## START
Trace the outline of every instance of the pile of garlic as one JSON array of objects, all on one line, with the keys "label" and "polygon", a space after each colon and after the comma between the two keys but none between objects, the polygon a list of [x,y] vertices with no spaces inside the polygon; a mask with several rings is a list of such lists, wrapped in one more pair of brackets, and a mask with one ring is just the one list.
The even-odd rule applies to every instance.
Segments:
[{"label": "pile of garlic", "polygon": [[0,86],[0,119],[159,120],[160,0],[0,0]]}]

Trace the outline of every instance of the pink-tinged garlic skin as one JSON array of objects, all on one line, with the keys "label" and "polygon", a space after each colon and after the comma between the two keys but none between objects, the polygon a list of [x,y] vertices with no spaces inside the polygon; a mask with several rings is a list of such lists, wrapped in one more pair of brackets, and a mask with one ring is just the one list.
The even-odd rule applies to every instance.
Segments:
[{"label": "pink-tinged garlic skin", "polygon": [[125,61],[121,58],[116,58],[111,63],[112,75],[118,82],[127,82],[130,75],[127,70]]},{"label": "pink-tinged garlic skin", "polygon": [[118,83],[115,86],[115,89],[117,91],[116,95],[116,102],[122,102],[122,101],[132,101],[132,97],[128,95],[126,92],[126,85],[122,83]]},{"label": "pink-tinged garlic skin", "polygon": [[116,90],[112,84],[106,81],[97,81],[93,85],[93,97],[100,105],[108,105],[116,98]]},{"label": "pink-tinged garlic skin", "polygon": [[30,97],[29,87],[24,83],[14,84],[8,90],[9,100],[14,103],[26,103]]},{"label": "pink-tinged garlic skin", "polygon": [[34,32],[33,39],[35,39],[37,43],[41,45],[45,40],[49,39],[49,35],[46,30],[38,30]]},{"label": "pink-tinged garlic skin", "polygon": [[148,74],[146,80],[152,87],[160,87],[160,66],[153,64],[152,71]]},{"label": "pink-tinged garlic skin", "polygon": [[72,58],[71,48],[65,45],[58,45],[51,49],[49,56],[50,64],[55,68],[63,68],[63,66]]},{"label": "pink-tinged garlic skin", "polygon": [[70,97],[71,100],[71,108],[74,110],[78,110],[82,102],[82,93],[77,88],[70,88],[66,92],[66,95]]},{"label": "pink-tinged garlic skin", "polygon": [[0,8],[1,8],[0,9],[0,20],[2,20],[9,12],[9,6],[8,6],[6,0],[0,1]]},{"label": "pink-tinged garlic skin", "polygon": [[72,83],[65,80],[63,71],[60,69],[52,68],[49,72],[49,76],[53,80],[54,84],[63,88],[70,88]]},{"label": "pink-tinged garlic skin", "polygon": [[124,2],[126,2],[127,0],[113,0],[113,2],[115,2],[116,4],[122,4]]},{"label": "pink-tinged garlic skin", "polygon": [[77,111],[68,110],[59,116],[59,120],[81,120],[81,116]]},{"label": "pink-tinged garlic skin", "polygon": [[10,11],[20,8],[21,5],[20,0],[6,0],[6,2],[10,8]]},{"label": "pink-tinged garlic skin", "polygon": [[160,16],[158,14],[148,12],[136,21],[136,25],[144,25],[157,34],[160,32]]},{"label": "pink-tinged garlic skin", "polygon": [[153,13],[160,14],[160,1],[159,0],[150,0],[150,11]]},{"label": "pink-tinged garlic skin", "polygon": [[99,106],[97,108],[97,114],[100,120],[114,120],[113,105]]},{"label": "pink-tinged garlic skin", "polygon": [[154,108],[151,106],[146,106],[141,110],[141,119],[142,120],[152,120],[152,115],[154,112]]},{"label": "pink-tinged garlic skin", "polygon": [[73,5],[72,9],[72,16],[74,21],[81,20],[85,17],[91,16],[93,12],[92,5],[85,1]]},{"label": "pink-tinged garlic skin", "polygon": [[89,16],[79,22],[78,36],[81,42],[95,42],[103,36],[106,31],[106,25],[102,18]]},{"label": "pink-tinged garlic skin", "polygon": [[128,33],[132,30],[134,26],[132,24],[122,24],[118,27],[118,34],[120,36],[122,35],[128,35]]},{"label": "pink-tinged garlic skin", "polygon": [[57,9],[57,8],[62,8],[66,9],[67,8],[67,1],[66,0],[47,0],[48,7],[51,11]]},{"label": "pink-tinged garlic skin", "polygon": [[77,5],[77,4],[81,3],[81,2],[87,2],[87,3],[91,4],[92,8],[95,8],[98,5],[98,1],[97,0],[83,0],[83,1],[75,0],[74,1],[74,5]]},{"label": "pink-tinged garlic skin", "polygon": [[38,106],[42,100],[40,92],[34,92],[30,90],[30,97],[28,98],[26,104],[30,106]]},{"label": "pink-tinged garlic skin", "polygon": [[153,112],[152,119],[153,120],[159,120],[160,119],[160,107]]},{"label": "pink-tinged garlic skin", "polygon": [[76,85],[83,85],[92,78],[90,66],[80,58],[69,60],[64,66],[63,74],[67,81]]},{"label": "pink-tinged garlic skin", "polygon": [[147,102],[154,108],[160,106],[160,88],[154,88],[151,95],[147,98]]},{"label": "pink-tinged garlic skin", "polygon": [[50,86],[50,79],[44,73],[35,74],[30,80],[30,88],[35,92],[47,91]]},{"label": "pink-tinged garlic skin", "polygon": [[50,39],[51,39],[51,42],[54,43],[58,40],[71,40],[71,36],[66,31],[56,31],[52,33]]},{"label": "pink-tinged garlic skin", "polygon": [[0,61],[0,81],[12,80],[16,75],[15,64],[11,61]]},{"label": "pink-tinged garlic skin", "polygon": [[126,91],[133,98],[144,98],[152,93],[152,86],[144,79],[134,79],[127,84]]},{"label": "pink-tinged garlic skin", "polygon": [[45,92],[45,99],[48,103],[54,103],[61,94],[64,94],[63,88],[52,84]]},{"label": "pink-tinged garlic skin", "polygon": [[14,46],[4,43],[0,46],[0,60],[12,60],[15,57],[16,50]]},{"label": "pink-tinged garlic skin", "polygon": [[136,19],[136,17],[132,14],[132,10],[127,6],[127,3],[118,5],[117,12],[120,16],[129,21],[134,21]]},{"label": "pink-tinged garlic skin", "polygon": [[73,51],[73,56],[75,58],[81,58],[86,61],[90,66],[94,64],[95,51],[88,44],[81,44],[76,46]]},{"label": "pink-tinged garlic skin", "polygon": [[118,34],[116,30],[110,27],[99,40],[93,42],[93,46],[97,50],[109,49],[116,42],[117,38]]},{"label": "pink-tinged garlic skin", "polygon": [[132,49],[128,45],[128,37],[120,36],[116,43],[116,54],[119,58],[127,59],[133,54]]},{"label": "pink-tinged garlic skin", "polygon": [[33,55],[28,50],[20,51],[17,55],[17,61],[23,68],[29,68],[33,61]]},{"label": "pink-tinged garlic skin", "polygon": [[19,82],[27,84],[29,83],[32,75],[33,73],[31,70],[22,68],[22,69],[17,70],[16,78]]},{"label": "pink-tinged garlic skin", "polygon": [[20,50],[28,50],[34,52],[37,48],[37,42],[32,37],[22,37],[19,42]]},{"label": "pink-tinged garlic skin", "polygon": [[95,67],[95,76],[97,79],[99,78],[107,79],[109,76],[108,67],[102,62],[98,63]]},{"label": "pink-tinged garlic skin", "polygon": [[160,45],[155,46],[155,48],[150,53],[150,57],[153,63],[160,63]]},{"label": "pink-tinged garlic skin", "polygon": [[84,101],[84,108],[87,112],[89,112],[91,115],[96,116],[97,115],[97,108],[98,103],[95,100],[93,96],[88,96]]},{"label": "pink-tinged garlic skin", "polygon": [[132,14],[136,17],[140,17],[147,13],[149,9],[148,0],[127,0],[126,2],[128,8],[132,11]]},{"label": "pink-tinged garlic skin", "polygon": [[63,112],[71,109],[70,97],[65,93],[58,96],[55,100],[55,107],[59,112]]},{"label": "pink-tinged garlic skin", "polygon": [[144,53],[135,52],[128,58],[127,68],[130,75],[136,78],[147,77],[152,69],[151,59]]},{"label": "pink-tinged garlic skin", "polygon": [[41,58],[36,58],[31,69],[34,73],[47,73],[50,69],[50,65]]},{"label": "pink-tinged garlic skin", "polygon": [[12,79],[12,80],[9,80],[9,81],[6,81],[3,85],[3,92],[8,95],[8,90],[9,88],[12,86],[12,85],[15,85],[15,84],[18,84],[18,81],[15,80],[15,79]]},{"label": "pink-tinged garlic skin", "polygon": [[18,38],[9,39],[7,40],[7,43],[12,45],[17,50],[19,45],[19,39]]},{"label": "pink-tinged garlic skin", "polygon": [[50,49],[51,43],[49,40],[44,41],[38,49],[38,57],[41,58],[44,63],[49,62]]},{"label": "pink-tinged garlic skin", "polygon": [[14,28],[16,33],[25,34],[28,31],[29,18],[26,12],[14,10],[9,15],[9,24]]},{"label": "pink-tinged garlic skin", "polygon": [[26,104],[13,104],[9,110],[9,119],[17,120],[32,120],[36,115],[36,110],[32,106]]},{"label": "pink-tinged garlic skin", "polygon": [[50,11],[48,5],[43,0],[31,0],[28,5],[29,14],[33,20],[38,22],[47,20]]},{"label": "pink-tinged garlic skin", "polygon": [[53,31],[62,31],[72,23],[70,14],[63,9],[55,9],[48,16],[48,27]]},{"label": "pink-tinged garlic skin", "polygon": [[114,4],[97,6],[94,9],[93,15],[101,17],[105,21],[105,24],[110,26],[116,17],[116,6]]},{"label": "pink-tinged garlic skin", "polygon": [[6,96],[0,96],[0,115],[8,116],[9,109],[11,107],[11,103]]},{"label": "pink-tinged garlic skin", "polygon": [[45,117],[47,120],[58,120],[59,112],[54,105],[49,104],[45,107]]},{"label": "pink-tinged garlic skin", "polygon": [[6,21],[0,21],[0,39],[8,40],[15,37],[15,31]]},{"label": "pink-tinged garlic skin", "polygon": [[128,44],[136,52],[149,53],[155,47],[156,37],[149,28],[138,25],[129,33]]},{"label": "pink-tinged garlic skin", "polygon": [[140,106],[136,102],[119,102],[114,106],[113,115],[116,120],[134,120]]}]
## END
TASK DIRECTIONS →
Return every line of the material that contains the string "comma".

COMPLETED TASK →
Trace the outline of every instance of the pile of garlic as one JSON array of objects, all on one line, with the keys "label" and "polygon", a space after each colon and after the comma between the two keys but none between objects, the polygon a list of [x,y] vertices with no spaces inside the polygon; a mask with several rings is a list of such lists, wrapped in one more pair of brackets, and a mask with one ring is just the one list.
Trace the outline of every instance of the pink-tinged garlic skin as one JSON array of objects, all on one line, with the keys "label" and "polygon", a space after each colon and after the comma between the two keys but none between objects, the polygon a list of [x,y] vertices with no spaces inside the polygon; a mask with several rings is a list of such lists, wrapped in one more pair of brackets, and a mask with one ring is just the one list.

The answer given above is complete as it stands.